WHAT IS ASKED.
1) Copy the part of the compression and encryption notes starting with "Compression software uses" and going on through "and lossless compression?".
2) According to the compression and encryption notes, what must be sent along with the original file when dictionary-based methods are used?
3) Finish out the next part of the compression and encryption notes, picking up after their last line.

** start TEXT PASSAGE **

Compression and Encryption

Question 1

What is the advantages of compression?

Answer 1

• less space required to store information
• more files can be stored
• less bandwidth used in transmission
• reduce congestion
• increased transmission speed
• improves playback with less buffering
• multiple files can be stored in a single archive

Question 2

What is data compression?

Answer 2

Compression software uses algorithms to remove repeated or unnecessary data, to reduce the number of bits/bytes to store the file

Question 3

What files can and cannot be compressed?

Answer 3

• All can be compressed but only some use lossy compression e.g. audio, images
• Text files can be compressed

Question 4

What is the difference between lossy and lossless compression?

Answer 4

Lossy: permanently losing information in order to reduce file size, e.g. reduce resolution in images or sound

Lossless: using algorithms to efficiently represent repeating patterns without losing data e.g. in text and EXE

Question 5

What is run-length encoding?

Answer 5

• reduce file size of a file by removing repeated information by replacing it with one example of what needs to be run followed by the number of times it needs to be run
• not all data suitable if no repeating patterns

Question 6

What are dictionary-based methods?

Answer 6

• Words are stored in a dictionary, each with an **index number pointing to it **
• The text is then encoded using the dictionary index values to represent each word
• Dictionary must also be sent with the original file
• Works best for long documents with many common words (not short texts with little repetition)

Question 7

What is encryption?

Answer 7

• process of converting plaintext to ciphertext so it is not understandable if intercepted during transmission without the key

Question 8

Define plaintext, ciphertext and cipher.

Answer 8

Plaintext: unencrypted information

Ciphertext: encrypted information

Cipher: encryption algorithm used

Question 9

How does Caesar ciphers work?

** end TEXT PASSAGE **
** start DATA BLOCK **

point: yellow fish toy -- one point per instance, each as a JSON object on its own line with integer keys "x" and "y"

** end DATA BLOCK **

THE REPLIES.
1)
Compression software uses algorithms to remove repeated or unnecessary data, to reduce the number of bits/bytes to store the file

Question 3

What files can and cannot be compressed?

Answer 3

• All can be compressed but only some use lossy compression e.g. audio, images
• Text files can be compressed

Question 4

What is the difference between lossy and lossless compression?

2) The dictionary.

3)
Answer 9

• substition cipher / shift cipher where key is distance that each letter is shifted by
• e.g. key of +8 shifts it right 8, with loop from Z to A

Question 10

Why are Caesar ciphers bad?

Answer 10

• not computationally secure
• frequency analysis used to find common letters e.g. many E’s
• finding one gives you whole key
• can use crypt analysis (brute force) to break quickly

Question 11

How do Vernam ciphers work?

Answer 11

1) Align plaintext and key (both in binary and key.Length >= plaintext.Length)
2) Apply logical XOR bitwise on each
3) Convert binary back to characters

Question 12

Why is a Vernam cipher secure?

Answer 12

• key is generated randomly
• cannot be cracked in a reasonable timeframe with current computing power (computationally secure), perfectly secure
• only known computationally secure cipher

Question 13

What is computational security?

Answer 13

If a cipher cannot be cracked within a reasonable timeframe with current computing power, it is computationally secure.

Question 14

Why is the Vernam cipher perfectly secure?

Answer 14

MARK SCHEME:
- Brute force would not work as key is randomly chosen, too many possible keys to try all of them (and multiple plaintexts can be derived)
- Different plain text letters can map onto the same plaintext letter, so frequency analysis does not happen as cipher text letters have uniform probability

Question 15

What is run-length encoding in images?

Answer 15

• Stores the colour of a pixel and a count, where the count is the total numbers of pixels of that pixel’s colour in a run until the next different coloured pixel

Question 16

What conditions must be satisfied for the Vernam cipher to offer perfect security?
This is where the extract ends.